=== What to work on ===
Pick out every line of the data below that contains the string "region" and copy each one in full.

--- START Data shown ---

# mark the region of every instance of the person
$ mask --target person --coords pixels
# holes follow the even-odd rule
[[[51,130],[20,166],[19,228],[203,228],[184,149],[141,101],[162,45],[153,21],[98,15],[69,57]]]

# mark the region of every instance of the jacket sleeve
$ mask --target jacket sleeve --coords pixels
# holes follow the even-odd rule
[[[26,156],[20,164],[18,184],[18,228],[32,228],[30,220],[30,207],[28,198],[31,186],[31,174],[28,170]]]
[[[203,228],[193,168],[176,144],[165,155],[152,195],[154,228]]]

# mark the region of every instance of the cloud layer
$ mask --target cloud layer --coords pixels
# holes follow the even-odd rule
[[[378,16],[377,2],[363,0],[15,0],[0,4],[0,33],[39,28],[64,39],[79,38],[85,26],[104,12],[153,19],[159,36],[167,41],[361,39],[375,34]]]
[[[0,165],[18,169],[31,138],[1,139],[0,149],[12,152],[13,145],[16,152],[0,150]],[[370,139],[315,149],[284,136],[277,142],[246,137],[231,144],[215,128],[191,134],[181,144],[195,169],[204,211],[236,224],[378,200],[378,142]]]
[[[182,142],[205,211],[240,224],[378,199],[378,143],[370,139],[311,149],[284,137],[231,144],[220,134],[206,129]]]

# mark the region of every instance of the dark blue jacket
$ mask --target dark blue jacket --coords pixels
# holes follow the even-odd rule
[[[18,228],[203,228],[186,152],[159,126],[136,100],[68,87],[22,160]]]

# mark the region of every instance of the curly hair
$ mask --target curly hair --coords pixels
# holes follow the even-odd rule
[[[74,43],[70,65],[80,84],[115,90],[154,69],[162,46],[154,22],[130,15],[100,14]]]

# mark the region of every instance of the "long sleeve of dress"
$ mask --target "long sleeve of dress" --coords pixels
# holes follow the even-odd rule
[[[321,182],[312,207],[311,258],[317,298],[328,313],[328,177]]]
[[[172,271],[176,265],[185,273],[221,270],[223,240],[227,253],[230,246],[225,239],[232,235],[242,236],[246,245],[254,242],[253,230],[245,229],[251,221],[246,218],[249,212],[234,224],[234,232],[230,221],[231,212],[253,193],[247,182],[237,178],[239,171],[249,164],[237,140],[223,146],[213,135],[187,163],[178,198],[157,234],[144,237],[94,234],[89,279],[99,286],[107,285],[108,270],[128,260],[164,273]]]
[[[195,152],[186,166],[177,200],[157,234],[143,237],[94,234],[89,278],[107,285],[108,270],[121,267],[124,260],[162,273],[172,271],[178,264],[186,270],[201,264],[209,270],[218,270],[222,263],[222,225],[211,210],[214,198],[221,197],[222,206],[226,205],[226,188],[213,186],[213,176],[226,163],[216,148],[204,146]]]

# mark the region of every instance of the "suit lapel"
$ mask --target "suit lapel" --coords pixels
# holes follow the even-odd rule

--- END Data shown ---

=== Completed task ===
# mark the region of every instance of the person
# mark the region of every instance of the jacket sleeve
# mark the region of every instance of the cloud layer
# mark the region of every instance of the dark blue jacket
# mark the region of every instance of the curly hair
# mark the region of every instance of the "long sleeve of dress"
# mark the region of every instance of the "suit lapel"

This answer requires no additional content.